Data items
· · · · ·
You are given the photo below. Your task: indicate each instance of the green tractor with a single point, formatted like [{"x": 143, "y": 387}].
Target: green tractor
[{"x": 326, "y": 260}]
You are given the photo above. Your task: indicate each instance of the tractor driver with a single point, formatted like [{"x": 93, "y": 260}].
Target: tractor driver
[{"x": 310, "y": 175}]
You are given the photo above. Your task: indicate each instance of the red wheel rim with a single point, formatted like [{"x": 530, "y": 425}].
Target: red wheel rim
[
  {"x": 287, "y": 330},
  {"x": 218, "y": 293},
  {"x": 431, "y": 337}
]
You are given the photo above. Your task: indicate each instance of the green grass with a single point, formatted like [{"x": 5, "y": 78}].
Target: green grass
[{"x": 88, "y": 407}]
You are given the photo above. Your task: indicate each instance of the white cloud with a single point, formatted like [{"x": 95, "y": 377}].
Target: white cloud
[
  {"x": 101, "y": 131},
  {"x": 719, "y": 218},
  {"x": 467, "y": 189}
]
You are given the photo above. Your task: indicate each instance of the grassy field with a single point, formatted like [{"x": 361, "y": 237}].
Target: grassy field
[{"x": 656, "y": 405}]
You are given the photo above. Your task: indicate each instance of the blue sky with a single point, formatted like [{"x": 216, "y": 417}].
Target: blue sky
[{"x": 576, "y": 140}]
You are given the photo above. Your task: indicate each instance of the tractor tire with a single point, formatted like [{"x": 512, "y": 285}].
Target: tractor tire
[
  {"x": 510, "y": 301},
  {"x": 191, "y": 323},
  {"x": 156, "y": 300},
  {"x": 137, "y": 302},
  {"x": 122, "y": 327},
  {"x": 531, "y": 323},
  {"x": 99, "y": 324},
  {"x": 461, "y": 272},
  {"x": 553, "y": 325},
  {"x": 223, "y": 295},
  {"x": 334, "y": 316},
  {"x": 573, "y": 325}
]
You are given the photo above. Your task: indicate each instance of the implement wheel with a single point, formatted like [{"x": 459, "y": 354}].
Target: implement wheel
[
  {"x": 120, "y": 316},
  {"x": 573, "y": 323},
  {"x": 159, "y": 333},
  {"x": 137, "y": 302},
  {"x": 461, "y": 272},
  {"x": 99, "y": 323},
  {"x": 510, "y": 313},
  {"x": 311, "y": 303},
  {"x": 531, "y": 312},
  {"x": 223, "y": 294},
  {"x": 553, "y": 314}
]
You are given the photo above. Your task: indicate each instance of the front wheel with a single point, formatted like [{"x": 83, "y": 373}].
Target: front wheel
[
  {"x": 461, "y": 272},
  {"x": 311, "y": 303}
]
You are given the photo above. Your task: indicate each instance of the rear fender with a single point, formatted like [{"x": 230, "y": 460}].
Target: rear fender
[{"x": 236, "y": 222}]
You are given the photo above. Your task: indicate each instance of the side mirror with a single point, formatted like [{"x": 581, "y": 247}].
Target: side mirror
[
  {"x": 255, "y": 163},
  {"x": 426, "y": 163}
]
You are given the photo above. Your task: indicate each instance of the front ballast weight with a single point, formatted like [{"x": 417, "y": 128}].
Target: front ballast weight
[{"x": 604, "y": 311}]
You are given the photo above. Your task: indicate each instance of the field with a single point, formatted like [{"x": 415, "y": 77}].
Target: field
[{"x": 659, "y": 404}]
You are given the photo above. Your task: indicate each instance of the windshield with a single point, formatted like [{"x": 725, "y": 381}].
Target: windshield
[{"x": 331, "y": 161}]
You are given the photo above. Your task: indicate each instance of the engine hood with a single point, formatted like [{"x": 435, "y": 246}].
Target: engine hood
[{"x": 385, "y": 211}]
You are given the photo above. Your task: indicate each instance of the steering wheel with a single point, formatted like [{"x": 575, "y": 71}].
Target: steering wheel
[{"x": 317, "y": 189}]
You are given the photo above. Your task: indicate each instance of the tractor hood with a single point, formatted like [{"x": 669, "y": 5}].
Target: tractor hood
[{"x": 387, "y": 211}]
· · · · ·
PROBLEM:
Copy out the lines above word for word, starting with the line that contains "of the field" and ending with the last line.

SOLUTION FOR THIS TASK:
You are given the photo above. Your task: indicate each instance of the field with a single point, formatted like [{"x": 415, "y": 77}].
Target: field
[{"x": 659, "y": 404}]
You are given the photo above. Your task: indicate each instance of the windshield with a single point, formatted like [{"x": 725, "y": 381}].
Target: windshield
[{"x": 331, "y": 161}]
You are given the photo above. Your task: indicate each instance of the engine hood with a single point, formatted like [{"x": 435, "y": 246}].
Target: engine hood
[{"x": 385, "y": 211}]
You are given the photo above. Your task: indicate each instance of the steering wheel with a single point, formatted like [{"x": 575, "y": 71}].
Target: steering wheel
[{"x": 317, "y": 189}]
You are given the photo above. Your task: indicate each instance of the tractor hood with a single point, formatted like [{"x": 669, "y": 5}].
Target: tractor hood
[{"x": 387, "y": 211}]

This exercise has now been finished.